:: Tarea A ::
Extrae literalmente el pasaje del texto sobre la oración que empieza en las palabras "Esta doctrina, tan" y termina después de "eternos y perfectos.".
:: Tarea B ::
Enumera los atributos que el texto sobre la oración le da a Dios.
:: Tarea C ::
Prosigue el texto sobre la oración a continuación de su última frase.

:: Fragmento ::
Al margen de su falsedad, esta doctrina tiene una primordial importancia para el enriquecimiento económico de la Iglesia en cuanto de este modo y mediante las diversas ceremonias en las que la oración se convierte en su finalidad esencial, la Jerarquía Católica recauda una ingente cantidad de dinero como consecuencia de toda clase de rituales mágicos relacionados con los rezos por la salvación de las almas de los difuntos, por las víctimas de un terremoto, por los combatientes de un bando de una guerra, a quien acompañan diversos curas castrenses, por los combatientes del otro bando, a quienes acompañan otros curas, por la victoria de un bando en esa guerra, por la victoria del otro bando, por la paz del mundo, por el buen funcionamiento de los tanques y aviones de guerra, por el Papa, por Franco, por Hitler, por todo aquel que disponga de dinero para pagar a la Jerarquía Católica el dinero estipulado para decir una misa o cincuenta en sufragio por el alma de su abuelo, por nuestras autoridades, por los pobres del mundo para que soporten su situación con cristiana resignación, por los ricos para que mantengan y amplíen su riqueza, por librarnos de las sequías, por librarnos de los diluvios, por librarnos de cualquier plaga, por librarnos de una enfermedad, por habernos salvado de morir en un accidente, por no habernos librado, pero para que nos conceda la eterna salvación, para que nos toque la lotería, por haber hecho que nos tocase, por el perdón de nuestros pecados, por el perdón de los pecados ajenos, por la conversión de los judíos, por la conversión de Rusia, para que realice el milagro de curarnos de una enfermedad incurable, para darle gracias por el engrandecimiento de nuestro patrimonio obtenido mediante la explotación del prójimo, la usura o el robo, para darle gracias por lo bien que vivimos mientras una tercera parte del mundo vive en la más absoluta miseria…
En definitiva, la oración se convierte de este modo en el núcleo fundamental de casi todas las ceremonias religiosas y en lo que da sentido a la asistencia de los fieles al local religioso en donde las oraciones parecen obtener mejores resultados hasta el punto de que sin ellas esos mismos locales –las iglesias- dejarían de tener sentido.
Esta doctrina, tan importante para el funcionamiento de la secta católica, olvida que Dios, siendo infinitamente bueno, omnipotente y omnisciente, no necesitaría que nadie, a través de sus oraciones, tratase de recordarle lo que tiene que hacer ni tratase de influir en él pidiéndole que cambiase sus planes, realizando acciones contrarias a sus designios eternos y perfectos.

:: Material extraído ::

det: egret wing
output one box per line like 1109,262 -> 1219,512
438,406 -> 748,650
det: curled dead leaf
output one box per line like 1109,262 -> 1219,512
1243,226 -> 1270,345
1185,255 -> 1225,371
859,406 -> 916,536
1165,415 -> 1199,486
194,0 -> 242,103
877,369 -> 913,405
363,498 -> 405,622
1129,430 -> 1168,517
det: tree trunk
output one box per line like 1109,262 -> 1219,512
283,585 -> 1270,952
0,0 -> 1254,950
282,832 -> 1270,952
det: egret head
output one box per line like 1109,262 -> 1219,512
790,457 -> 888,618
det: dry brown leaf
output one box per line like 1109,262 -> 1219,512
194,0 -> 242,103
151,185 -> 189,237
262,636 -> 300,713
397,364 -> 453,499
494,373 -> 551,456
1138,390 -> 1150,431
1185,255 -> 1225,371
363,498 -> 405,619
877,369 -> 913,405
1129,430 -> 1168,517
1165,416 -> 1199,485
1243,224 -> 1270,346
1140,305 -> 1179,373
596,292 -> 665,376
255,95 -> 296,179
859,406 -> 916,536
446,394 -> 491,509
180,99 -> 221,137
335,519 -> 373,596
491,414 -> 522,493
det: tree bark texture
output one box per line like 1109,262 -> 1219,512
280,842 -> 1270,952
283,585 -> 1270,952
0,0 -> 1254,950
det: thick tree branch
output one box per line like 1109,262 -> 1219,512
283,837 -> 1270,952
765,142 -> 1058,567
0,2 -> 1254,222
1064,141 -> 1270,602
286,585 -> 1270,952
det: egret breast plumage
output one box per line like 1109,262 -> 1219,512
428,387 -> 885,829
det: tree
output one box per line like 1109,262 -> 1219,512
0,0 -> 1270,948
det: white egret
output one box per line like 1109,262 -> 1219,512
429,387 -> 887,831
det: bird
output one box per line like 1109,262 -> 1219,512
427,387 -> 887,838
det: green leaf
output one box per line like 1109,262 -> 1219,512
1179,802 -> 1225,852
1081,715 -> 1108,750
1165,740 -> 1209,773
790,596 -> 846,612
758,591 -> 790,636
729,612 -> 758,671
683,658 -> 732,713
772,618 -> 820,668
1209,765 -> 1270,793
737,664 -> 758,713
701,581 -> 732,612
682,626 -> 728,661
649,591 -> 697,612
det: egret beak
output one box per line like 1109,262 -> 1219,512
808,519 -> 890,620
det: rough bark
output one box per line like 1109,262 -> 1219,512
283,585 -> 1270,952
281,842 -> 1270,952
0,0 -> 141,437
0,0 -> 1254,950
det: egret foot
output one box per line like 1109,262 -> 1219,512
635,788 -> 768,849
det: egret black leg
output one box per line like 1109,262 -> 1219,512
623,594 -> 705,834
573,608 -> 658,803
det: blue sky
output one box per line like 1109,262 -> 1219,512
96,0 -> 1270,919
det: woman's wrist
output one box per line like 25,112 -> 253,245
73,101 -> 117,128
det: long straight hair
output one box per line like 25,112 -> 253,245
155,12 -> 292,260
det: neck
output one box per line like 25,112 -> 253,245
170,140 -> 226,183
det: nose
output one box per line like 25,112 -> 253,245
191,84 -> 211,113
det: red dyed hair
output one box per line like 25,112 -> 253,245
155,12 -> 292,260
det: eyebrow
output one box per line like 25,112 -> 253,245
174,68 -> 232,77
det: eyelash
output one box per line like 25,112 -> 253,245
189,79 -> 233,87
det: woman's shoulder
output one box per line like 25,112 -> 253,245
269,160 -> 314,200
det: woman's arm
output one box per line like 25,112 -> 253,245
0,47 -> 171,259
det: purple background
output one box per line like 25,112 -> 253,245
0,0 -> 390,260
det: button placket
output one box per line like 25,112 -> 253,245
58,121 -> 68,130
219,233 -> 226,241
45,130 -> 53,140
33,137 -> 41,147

:: Solución del ejercicio A ::
Esta doctrina, tan importante para el funcionamiento de la secta católica, olvida que Dios, siendo infinitamente bueno, omnipotente y omnisciente, no necesitaría que nadie, a través de sus oraciones, tratase de recordarle lo que tiene que hacer ni tratase de influir en él pidiéndole que cambiase sus planes, realizando acciones contrarias a sus designios eternos y perfectos.

:: Solución del ejercicio B ::
- infinitamente bueno
- omnipotente
- omnisciente

:: Solución del ejercicio C ::
Aunque puede parecer natural que uno recurra a Dios cuando se encuentra ante una dificultad frente a la cual se siente impotente, esa actitud es incongruente con las doctrinas religiosas acerca de Dios, pues si es omnipotente, omnisciente e infinitamente bueno, entonces hará siempre lo mejor y no tiene sentido pedirle que lo haga. Es más, en el fondo de esta cuestión existe una especie de dilema que conduce a una contradicción interna en la doctrina católica, contradicción que sólo se resolvería con la desaparición de cualquier forma de oración que implicase una petición a Dios, fuera del tipo que fuese. El núcleo del problema se encuentra en el siguiente dilema: cuando uno hace una petición a Dios o bien le pide que realice lo mejor, o bien le pide que realice algo que no es lo mejor. La primera parte de la alternativa o bien implicaría una especie de desconfianza consciente o inconsciente hacia Dios, por suponer que sólo hará lo mejor si uno se lo pide y no porque sea infinitamente bueno, o bien implicaría cierta ignorancia en asuntos de teología por desconocer que Dios siempre hace lo mejor y que, en consecuencia, no tiene sentido pedirle que realice aquello que necesariamente hará como consecuencia de su infinita bondad.
A lo largo de su historia más remota, los hombres han creado una imagen antropomórfica de Dios de manera que, del mismo modo que encuentran natural pedir favores a los poderosos por la confianza de que las súplicas y manifestaciones de respeto y sumisión podrán influir en una predisposición más favorable respecto a sus peticiones, así también llegan a creer que la mejor o peor predisposición de Dios depende igualmente de las diversas súplicas y oraciones mediante las cuales le manifiesten su respeto, su adoración y su fidelidad.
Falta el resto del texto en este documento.